● **DESCRIPTION OF THE TASK**
Return every line of the entries below that contains the string "tail", treating uppercase and lowercase as different.

§ §

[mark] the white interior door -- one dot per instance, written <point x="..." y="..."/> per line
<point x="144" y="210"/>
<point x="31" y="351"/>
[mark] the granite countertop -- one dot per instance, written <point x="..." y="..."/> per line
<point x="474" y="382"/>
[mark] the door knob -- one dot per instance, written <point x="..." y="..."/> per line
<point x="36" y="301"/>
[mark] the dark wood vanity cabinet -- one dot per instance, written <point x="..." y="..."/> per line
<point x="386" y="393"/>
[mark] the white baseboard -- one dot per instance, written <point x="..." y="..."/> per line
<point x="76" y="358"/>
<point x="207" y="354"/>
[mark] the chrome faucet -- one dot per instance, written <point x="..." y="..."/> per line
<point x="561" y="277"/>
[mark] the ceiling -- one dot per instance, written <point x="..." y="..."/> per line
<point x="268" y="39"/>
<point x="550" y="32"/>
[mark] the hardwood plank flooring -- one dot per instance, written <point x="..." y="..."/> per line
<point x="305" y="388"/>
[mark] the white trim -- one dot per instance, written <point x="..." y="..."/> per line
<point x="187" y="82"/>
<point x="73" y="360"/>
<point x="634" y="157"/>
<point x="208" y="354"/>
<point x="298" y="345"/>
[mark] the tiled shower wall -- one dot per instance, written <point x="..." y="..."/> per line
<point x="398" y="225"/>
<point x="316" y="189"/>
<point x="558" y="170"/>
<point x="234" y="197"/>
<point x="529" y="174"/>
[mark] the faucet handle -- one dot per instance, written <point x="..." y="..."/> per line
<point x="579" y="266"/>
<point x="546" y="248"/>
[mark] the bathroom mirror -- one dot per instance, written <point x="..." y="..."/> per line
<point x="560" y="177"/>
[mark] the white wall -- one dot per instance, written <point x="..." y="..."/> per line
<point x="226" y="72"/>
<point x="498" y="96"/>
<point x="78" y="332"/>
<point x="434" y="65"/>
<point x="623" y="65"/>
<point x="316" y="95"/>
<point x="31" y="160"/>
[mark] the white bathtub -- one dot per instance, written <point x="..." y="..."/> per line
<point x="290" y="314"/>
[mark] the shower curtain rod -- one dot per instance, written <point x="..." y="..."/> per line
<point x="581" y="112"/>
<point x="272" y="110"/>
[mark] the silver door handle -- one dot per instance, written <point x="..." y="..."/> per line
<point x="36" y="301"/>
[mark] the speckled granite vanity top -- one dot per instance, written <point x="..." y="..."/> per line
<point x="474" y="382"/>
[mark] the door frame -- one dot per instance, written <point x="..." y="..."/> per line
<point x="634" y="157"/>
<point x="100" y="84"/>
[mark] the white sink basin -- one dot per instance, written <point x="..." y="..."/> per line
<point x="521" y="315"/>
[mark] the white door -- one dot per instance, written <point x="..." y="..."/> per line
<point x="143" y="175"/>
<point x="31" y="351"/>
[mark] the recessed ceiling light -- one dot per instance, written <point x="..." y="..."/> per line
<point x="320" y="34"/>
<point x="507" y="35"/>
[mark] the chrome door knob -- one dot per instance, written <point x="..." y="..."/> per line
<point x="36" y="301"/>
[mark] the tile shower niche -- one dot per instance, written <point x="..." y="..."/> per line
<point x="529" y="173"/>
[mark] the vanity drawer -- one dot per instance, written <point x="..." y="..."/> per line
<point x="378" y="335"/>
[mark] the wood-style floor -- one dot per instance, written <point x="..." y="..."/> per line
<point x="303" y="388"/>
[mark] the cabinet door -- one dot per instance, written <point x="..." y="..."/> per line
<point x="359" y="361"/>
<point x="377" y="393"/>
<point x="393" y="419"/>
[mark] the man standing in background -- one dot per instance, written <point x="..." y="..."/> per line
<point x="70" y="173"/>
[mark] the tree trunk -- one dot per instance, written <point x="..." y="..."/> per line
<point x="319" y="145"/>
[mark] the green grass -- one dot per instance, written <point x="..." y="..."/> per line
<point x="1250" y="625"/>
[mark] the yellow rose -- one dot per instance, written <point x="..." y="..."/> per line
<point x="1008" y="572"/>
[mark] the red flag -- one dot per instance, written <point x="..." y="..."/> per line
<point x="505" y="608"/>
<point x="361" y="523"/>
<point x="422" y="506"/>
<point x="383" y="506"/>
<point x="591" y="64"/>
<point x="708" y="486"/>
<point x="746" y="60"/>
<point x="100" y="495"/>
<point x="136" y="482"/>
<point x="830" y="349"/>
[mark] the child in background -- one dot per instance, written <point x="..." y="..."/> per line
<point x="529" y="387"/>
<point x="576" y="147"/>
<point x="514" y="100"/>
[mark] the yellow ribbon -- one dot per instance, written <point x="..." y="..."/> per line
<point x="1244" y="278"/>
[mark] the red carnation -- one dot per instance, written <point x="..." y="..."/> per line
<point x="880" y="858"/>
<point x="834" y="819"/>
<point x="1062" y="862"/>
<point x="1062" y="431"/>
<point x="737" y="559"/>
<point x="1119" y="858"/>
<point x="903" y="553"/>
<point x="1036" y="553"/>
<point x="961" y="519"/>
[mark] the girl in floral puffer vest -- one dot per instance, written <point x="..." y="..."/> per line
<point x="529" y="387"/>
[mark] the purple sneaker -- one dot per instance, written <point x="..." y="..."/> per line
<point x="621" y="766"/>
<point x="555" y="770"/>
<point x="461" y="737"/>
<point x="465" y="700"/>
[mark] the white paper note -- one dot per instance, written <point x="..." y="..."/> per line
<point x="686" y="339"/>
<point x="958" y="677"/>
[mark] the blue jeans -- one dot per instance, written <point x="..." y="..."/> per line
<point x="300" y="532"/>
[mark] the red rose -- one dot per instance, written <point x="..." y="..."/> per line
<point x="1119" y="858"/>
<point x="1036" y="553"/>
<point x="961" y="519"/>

§ §

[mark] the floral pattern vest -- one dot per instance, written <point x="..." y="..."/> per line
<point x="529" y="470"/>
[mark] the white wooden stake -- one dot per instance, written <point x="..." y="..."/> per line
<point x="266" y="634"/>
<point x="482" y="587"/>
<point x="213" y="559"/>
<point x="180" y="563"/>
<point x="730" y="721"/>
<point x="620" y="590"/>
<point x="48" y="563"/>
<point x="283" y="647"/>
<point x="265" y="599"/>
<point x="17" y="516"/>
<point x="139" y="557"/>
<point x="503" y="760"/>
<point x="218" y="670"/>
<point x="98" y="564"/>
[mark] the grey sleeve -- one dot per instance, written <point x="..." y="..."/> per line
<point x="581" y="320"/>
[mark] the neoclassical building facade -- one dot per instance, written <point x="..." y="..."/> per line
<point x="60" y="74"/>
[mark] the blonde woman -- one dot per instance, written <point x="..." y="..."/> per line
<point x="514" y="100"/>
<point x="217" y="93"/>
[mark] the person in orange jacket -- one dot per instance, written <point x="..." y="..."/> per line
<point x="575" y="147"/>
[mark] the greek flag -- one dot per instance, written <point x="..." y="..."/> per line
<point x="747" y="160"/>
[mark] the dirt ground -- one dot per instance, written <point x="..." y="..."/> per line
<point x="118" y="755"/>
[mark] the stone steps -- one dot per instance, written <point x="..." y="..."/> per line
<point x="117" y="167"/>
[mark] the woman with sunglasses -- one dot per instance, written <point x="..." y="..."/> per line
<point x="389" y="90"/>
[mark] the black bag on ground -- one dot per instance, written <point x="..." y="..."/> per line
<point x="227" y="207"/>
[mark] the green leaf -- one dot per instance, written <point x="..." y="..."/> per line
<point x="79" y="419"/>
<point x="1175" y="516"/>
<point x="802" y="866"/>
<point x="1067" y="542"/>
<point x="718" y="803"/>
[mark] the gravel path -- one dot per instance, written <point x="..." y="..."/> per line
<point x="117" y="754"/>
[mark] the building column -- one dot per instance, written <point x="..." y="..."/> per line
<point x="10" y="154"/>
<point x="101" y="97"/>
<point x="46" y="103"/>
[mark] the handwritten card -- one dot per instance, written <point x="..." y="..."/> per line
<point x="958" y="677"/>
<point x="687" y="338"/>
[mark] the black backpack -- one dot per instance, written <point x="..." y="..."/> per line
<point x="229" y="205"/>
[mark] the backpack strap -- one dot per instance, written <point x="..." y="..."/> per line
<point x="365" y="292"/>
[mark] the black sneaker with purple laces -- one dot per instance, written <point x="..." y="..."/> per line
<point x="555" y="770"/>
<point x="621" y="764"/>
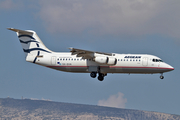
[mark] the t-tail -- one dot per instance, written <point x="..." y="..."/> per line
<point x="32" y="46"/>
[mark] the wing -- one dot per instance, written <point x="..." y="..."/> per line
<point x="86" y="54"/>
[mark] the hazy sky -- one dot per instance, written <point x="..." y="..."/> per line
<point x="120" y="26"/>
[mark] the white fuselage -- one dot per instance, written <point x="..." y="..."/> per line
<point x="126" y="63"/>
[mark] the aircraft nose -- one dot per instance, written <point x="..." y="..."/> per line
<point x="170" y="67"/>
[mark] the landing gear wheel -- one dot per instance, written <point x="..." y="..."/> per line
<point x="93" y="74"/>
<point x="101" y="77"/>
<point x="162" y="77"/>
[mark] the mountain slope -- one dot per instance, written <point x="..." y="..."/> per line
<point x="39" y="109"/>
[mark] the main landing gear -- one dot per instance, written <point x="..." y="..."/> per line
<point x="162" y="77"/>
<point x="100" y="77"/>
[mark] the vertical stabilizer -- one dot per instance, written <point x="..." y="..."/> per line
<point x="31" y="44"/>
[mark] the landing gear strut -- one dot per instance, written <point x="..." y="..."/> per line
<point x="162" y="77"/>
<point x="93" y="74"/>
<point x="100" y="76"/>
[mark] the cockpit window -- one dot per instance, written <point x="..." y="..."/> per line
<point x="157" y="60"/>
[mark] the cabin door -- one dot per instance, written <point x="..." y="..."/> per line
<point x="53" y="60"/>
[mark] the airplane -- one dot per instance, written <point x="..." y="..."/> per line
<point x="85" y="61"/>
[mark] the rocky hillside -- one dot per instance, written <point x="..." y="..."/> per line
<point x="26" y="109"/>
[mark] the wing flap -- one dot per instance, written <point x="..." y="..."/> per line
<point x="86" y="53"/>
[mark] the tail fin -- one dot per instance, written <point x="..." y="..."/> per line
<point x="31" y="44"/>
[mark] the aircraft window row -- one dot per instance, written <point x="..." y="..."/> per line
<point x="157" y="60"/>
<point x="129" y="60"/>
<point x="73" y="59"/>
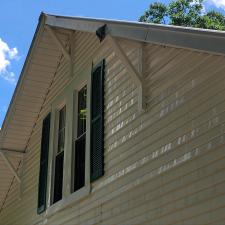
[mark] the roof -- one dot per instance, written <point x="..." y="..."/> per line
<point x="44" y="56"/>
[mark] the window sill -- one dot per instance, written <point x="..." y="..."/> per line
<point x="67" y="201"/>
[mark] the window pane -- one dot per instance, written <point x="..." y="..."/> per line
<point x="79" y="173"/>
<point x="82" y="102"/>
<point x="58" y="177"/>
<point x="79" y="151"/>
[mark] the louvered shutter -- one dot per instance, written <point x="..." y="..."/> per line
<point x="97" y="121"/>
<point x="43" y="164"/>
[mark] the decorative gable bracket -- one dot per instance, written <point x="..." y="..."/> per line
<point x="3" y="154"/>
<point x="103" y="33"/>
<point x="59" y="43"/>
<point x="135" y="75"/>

§ §

● **WRITTEN SOLUTION**
[mark] the t-tail -- one dot per instance, written <point x="..." y="..."/> per line
[mark] the tail fin -- one dot per instance, written <point x="..." y="..."/> per line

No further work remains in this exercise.